→ Entries supplied:
━━━━━━━━━━━━━━━━━━━━━━━━━━━━━━

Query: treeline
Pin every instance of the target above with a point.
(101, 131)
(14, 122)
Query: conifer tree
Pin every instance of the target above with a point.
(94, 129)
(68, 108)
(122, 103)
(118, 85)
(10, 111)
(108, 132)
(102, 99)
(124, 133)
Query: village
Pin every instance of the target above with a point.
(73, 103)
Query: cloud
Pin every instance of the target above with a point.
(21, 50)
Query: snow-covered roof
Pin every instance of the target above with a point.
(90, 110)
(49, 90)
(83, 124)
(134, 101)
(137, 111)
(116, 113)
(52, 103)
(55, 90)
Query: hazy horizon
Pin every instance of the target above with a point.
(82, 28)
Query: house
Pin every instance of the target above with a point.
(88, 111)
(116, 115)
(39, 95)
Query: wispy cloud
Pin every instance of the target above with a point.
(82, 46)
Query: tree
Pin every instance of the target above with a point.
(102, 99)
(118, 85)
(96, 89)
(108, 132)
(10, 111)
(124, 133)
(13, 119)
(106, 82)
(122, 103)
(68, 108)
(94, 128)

━━━━━━━━━━━━━━━━━━━━━━━━━━━━━━

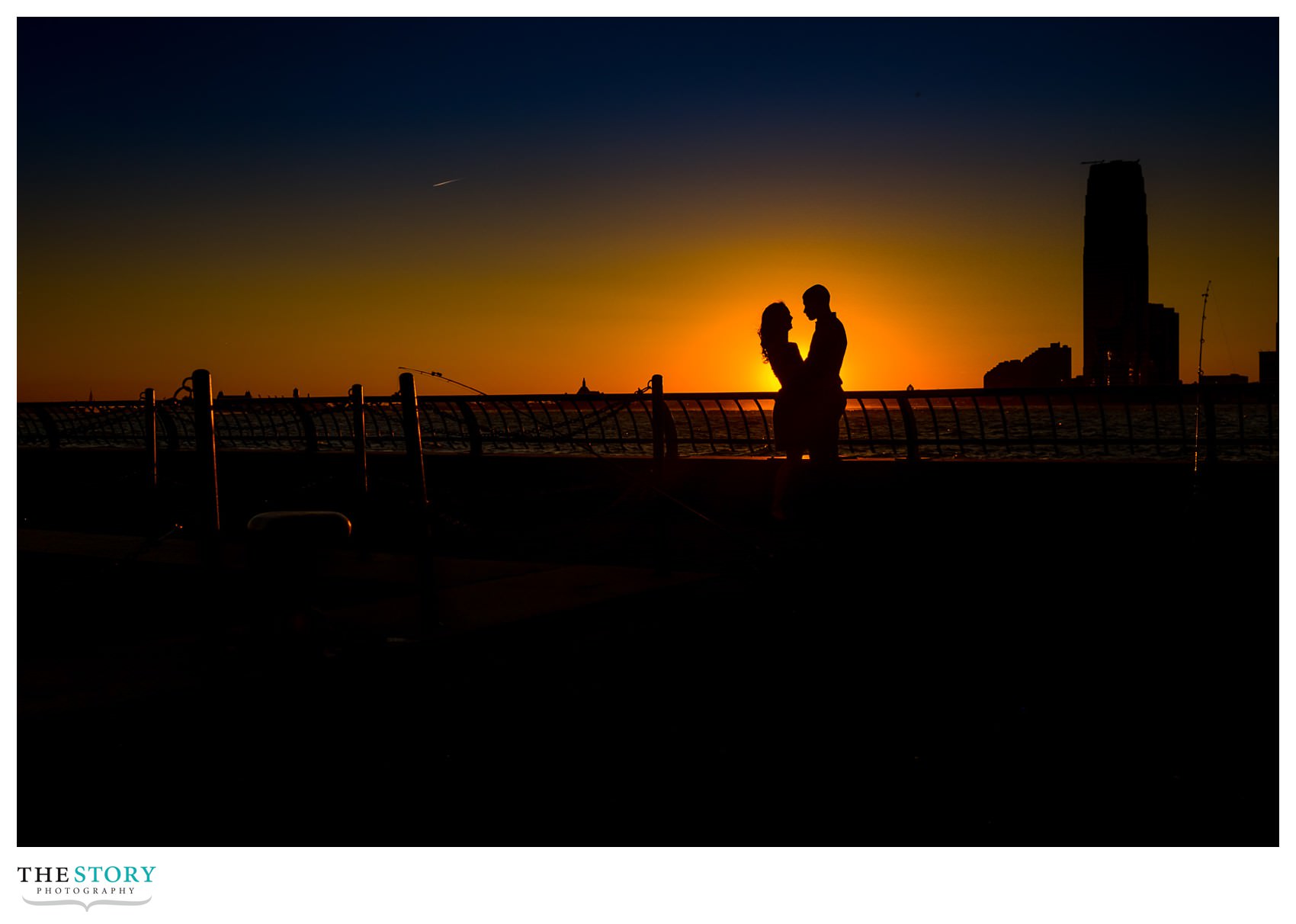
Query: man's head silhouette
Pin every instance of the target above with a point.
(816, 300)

━━━━━━━━━━━━━━━━━━━━━━━━━━━━━━

→ Work instructions: Give back exactly the lines above, from the line containing "Query: treeline" through the line containing "Query: village", with both end lines and nothing more.

→ Result:
Query: treeline
Pin every instance of the target above with a point.
(101, 131)
(14, 122)
Query: conifer tree
Pin every instance of the target above with a point.
(94, 129)
(68, 108)
(122, 103)
(118, 85)
(10, 111)
(108, 132)
(102, 99)
(124, 133)
Query: village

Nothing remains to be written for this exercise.